--- Texte fourni ---
Sans vouloir dénigrer qui que ce soit - car ces découvertes sont tout à fait extraordinaires - j'en arrive à une autre conclusion concernant cette pièce de 1593. Je ne suis pas un numismate expert des pièces du temps de la Nouvelle-France et encore moins un historien de la monnaie royale française. Par contre, j'ai fait plusieurs recherches sur plusieurs personnages, dont quelques uns sont mes ancêtres, qui ont gravité à cette époque dans l'entourage d'un roi de France. Chez les plus fortunés, j'ai été confronté à analyser et à comprendre le système monétaire français parce que leurs transactions étaient faites dans la monnaie en vigueur. À ma connaissance, cette pièce datée de 1593 a une histoire différente mais qui est aussi intéressante que celle de la guerre des religions.
Cette pièce a été frappée alors qu'Henri IV était roi de France. C'est une pièce de 12 deniers, qu'on appelle aussi "douzain", qui est assez facile à trouver chez les marchands et les numismates français. Il y a plusieurs variétés du douzain de 1593 parce que cette pièce a été frappée dans plus d'un atelier. L'intérêt de cette pièce vient surtout de la contremarque d'une fleur de lys dans un ovale perlé. Cette marque a été ajoutée lors de la refonte du système monétaire royal qui a été faite suite à un édit du roi Louis XIII en 1640. Il était le fils d'Henri IV et le père de Louis XIV. Les pièces frappées au temps d'Henri IV et qui étaient toujours en circulation au temps de Louis XIII n'avaient pas le poids en argent des nouvelles pièces. Cette contremarque sur les pièces de 12 deniers signifiait que ces pièces vaudraient dorénavant 15 deniers. Il y a eu d'autres contremarques faites plus tard sous le règne de Louis XIV et certaines marques ont été associées aux colonies françaises du Canada, de l'Acadie et de la Louisiane. De notre côté de l'Atlantique, les gens étaient très méfiants face à ces pièces contremarquées et elles n'était pas très populaires en Nouvelle-France au point que la plupart de ces pièces ont été retournées en France.
Cette pièce ne peut donc pas être arrivée ici avant 1640. Elle a pu voyager jusqu'ici bien après 1640 parce que cette pièce contremarquée a été en vigueur très longtemps en France malgré qu'elle fut impopulaire dans les colonies. L'artisan de la refonte du système monétaire du Roi de France en 1640 était Claude de Bullion. Il est décédé à la fin de l'année 1640 mais il avait eu le temps de mettre en place un système de placements refuge basé sur l'or. Ce système est, pour ainsi dire, l'ancêtre des bourses où les gens spéculent sur la valeur d'un titre financier. C'est aussi le début des valeurs refuge qui reposent sur des métaux comme l'or et l'argent. Claude de Bullion a été celui qui a introduit le Louis d'Or de Louis XIII et qui a manipulé la valeur des monnaies de circulation afin que son roi en tire profit.

Enregistrements conservés
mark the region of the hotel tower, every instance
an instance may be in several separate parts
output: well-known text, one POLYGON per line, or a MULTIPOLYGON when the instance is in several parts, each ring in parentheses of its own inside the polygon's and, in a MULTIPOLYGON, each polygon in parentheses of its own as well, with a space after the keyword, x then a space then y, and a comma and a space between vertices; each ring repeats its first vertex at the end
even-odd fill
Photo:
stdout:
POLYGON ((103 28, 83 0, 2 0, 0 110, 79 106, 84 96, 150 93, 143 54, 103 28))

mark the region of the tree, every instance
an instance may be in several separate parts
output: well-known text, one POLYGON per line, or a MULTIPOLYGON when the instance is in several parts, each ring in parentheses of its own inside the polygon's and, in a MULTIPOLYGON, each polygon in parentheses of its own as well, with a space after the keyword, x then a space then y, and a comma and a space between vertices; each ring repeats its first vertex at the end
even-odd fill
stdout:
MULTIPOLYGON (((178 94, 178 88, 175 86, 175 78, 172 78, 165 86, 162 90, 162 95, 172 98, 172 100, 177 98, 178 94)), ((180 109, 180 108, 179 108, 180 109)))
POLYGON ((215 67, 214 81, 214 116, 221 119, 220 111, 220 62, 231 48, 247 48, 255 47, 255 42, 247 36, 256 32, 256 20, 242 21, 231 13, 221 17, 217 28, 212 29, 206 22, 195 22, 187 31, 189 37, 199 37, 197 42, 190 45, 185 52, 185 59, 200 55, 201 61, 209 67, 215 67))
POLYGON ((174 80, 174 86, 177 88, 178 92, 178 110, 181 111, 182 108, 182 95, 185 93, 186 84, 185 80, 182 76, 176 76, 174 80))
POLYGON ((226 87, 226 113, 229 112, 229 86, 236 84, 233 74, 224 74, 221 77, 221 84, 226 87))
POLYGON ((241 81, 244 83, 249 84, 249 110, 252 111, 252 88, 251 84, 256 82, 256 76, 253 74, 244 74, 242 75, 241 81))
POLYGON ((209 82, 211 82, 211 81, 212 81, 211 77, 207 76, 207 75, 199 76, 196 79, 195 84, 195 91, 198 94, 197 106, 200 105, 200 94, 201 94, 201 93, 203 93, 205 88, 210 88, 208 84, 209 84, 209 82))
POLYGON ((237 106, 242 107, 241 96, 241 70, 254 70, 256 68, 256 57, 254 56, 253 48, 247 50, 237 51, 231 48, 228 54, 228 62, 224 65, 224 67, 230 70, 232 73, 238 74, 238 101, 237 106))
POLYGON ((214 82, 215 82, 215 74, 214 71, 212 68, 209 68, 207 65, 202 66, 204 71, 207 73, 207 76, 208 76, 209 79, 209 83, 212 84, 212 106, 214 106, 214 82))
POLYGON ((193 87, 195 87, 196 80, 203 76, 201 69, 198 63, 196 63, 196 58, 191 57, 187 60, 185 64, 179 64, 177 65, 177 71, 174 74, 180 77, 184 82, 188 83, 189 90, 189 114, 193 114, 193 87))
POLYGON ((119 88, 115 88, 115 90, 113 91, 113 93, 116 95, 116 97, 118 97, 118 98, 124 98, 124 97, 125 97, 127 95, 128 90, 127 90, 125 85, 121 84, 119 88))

--- Consigne ---
Pour chacune des affirmations ci-dessous, indiquez par oui ou par non si elle concorde avec le texte sur le douzain de 1593, et citez les mots du texte qui tranchent. 1. Le douzain de 1593 a été frappé sous le règne de Louis XIII. 2. La contremarque à la fleur de lys faisait passer les pièces de 12 deniers à une valeur de 15 deniers. 3. Claude de Bullion est décédé au début de l'année 1640.

--- Réponse ---
1. Non : « Cette pièce a été frappée alors qu'Henri IV était roi de France. »
2. Oui : « Cette contremarque sur les pièces de 12 deniers signifiait que ces pièces vaudraient dorénavant 15 deniers. »
3. Non : « Il est décédé à la fin de l'année 1640 »